#### ESTRATTO DELLA PAGINA:
──────────────────────────────
I Kansas nascono qualche anno prima del loro esordio discografico, dal nucleo primordiale formato da Kerry Livgren (chitarra e tastiere), Dave Hope (basso) e Phil Ehart (batteria). Si chiamavano The Gimlets. La band suona addirittura come supporto ai famosissimi Doors. Poi cambia nome con l'arrivo di Roby Steinhardt (violino e voce) in White Clover. Nel 1973 sono del gruppo anche gli ultimi due tasselli del puzzle Kansas: Steve Walsh (tastiere e voce) e Richard Williams (chitarra). Due anni di gavetta, poi il nome viene mutato stabilmente in Kansas e, con l'aiuto di Don Kirshner (allora produttore quotato) esce, nel 1975, l'esordio vinilico omonimo.
──────────────────────────────
#### ESTRATTO DEI DATI:
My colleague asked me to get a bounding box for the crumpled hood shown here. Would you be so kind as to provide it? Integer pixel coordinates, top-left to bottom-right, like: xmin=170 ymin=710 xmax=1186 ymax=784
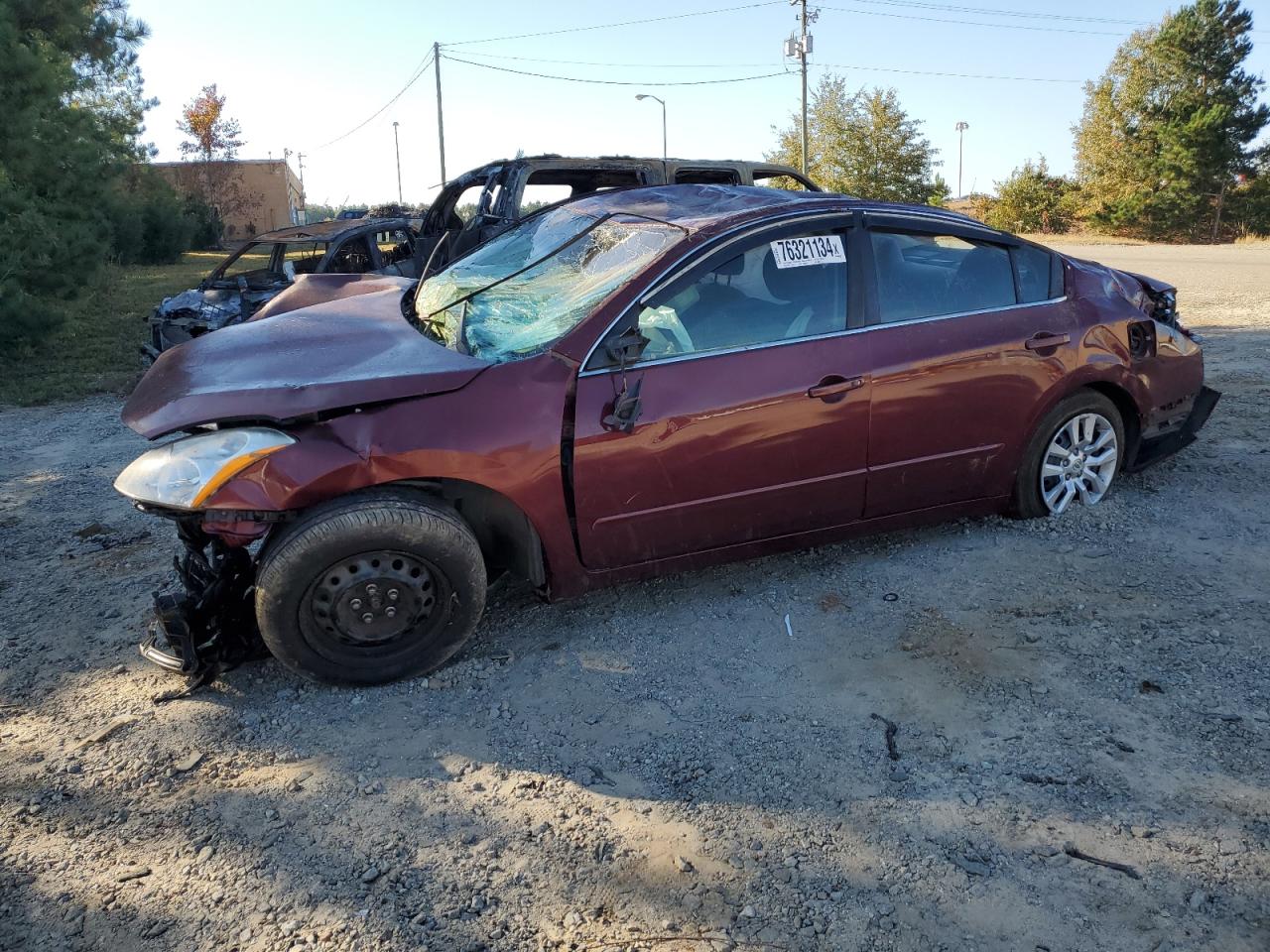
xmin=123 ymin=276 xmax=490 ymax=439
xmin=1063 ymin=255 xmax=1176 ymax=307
──────────────────────────────
#### COMPITO RICHIESTO:
Riporti fedelmente il passo dell'estratto della pagina sulla storia dei Kansas da "I Kansas nascono" a "l'esordio vinilico omonimo.".

#### RISPOSTA AL PROBLEMA:
I Kansas nascono qualche anno prima del loro esordio discografico, dal nucleo primordiale formato da Kerry Livgren (chitarra e tastiere), Dave Hope (basso) e Phil Ehart (batteria). Si chiamavano The Gimlets. La band suona addirittura come supporto ai famosissimi Doors. Poi cambia nome con l'arrivo di Roby Steinhardt (violino e voce) in White Clover. Nel 1973 sono del gruppo anche gli ultimi due tasselli del puzzle Kansas: Steve Walsh (tastiere e voce) e Richard Williams (chitarra). Due anni di gavetta, poi il nome viene mutato stabilmente in Kansas e, con l'aiuto di Don Kirshner (allora produttore quotato) esce, nel 1975, l'esordio vinilico omonimo.